**WRITTEN REQUEST:** Gather every line of the data that contains the string "outline", treating uppercase and lowercase as different.

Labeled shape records
** Start **
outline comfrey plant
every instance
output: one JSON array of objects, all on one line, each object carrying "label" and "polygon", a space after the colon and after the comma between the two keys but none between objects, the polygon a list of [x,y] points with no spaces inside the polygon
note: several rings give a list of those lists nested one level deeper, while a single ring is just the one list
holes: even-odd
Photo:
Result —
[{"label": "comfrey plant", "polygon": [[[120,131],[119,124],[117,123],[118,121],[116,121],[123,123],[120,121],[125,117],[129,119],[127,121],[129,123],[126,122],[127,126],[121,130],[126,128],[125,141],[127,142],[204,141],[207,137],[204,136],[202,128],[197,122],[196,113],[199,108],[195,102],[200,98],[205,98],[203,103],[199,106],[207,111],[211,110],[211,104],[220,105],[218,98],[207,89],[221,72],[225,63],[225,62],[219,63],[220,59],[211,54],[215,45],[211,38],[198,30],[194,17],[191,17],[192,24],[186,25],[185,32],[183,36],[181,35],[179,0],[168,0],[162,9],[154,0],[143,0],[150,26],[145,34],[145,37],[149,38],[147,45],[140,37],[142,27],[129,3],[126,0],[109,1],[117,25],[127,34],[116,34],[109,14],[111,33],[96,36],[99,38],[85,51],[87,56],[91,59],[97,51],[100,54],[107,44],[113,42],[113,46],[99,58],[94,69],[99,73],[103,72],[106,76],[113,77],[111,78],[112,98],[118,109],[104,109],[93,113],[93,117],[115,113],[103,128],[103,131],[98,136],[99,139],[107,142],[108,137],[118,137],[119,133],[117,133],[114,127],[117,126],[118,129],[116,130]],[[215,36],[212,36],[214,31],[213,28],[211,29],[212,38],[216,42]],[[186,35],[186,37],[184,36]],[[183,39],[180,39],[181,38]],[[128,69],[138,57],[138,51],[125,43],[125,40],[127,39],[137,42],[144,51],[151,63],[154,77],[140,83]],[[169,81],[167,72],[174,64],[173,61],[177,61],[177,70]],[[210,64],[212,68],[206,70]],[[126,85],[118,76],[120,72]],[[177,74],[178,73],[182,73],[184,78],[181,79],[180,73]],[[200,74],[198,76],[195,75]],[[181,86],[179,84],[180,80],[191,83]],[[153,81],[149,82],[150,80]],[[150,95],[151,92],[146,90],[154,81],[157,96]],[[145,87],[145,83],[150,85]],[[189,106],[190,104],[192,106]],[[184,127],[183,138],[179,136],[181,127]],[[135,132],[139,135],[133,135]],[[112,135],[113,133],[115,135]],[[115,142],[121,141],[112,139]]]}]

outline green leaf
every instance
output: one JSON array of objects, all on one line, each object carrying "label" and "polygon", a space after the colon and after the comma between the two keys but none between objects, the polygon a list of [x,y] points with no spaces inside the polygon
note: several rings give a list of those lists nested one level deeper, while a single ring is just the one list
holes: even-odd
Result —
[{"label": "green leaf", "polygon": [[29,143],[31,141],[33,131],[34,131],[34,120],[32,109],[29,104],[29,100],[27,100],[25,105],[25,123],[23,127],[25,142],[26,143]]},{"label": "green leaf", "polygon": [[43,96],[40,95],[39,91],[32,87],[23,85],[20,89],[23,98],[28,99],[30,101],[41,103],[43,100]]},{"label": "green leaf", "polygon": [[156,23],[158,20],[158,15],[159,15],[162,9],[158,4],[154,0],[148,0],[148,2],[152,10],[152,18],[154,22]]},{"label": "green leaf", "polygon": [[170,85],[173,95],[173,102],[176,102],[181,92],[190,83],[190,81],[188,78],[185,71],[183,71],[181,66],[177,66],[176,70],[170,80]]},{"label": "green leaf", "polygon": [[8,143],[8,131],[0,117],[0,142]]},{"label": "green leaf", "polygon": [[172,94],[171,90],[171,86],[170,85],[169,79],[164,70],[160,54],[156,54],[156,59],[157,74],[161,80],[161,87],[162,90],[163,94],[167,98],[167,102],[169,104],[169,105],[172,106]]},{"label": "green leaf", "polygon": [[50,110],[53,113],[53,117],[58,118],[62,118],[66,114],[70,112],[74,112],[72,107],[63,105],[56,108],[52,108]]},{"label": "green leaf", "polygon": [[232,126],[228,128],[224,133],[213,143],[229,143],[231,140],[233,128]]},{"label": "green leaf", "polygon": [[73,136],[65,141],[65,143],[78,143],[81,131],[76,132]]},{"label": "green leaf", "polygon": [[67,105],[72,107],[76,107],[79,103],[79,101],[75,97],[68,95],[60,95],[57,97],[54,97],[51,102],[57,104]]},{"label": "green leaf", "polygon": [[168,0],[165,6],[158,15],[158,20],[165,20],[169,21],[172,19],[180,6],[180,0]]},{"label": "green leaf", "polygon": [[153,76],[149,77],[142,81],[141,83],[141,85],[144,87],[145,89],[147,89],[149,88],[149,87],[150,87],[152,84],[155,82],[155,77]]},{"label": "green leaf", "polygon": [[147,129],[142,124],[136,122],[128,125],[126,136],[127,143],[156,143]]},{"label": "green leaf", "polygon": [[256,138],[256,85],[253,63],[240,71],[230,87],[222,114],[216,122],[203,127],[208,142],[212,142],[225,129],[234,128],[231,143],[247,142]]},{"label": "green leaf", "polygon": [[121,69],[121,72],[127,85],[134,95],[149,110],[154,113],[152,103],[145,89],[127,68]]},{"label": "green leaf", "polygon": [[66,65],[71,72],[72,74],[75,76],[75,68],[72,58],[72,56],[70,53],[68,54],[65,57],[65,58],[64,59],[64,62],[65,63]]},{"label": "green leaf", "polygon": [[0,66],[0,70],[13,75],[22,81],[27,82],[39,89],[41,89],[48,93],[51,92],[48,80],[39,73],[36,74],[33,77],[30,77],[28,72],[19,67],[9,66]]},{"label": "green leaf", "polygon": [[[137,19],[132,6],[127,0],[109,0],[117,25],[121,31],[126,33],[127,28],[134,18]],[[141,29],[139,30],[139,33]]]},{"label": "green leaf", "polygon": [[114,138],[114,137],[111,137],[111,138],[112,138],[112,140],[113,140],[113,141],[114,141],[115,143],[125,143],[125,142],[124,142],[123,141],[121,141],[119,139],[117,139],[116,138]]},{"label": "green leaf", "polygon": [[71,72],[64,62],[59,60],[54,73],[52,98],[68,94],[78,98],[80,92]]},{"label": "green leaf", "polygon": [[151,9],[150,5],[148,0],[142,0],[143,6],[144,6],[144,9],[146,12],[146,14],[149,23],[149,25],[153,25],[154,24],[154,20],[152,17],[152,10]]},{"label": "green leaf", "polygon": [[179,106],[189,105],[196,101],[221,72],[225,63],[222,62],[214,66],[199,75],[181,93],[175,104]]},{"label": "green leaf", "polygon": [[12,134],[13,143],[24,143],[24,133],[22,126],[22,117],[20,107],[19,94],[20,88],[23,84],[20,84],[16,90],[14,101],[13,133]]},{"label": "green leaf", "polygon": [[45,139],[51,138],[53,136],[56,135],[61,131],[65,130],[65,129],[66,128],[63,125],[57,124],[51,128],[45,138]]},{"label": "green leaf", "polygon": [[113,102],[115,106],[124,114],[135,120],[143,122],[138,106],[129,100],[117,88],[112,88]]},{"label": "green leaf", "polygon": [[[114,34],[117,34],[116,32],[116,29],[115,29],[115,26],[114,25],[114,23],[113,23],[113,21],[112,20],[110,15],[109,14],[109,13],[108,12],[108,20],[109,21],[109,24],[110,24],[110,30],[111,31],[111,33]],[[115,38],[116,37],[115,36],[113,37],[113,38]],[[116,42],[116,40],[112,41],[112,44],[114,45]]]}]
** End **
**EXPECTED ANSWER:**
outline comfrey plant
outline green leaf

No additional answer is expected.